■ **RECORDS TO PROCESS**

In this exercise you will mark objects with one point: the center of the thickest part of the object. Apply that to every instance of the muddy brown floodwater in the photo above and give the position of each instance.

==

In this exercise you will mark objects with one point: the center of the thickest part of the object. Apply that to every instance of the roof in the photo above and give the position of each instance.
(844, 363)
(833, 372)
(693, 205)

■ **REQUEST**
How many lines of the material above contain the word "brown"? Reply with the number only.

■ **TASK ANSWER**
1